WORK TO BE COMPLETED —
Rewrite the data below, replacing "white paint drip" with "paint drop" and leaving everything else unchanged.

* * *

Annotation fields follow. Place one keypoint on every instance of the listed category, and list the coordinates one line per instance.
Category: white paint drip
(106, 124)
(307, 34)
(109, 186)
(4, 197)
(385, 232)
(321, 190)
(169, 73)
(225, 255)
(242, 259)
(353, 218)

* * *

WRITTEN ANSWER —
Annotation fields follow. Place one keypoint on every instance of the listed category, and list the coordinates one line per instance.
Category: paint drop
(106, 124)
(307, 34)
(109, 186)
(4, 197)
(385, 232)
(321, 190)
(169, 73)
(225, 255)
(242, 259)
(353, 218)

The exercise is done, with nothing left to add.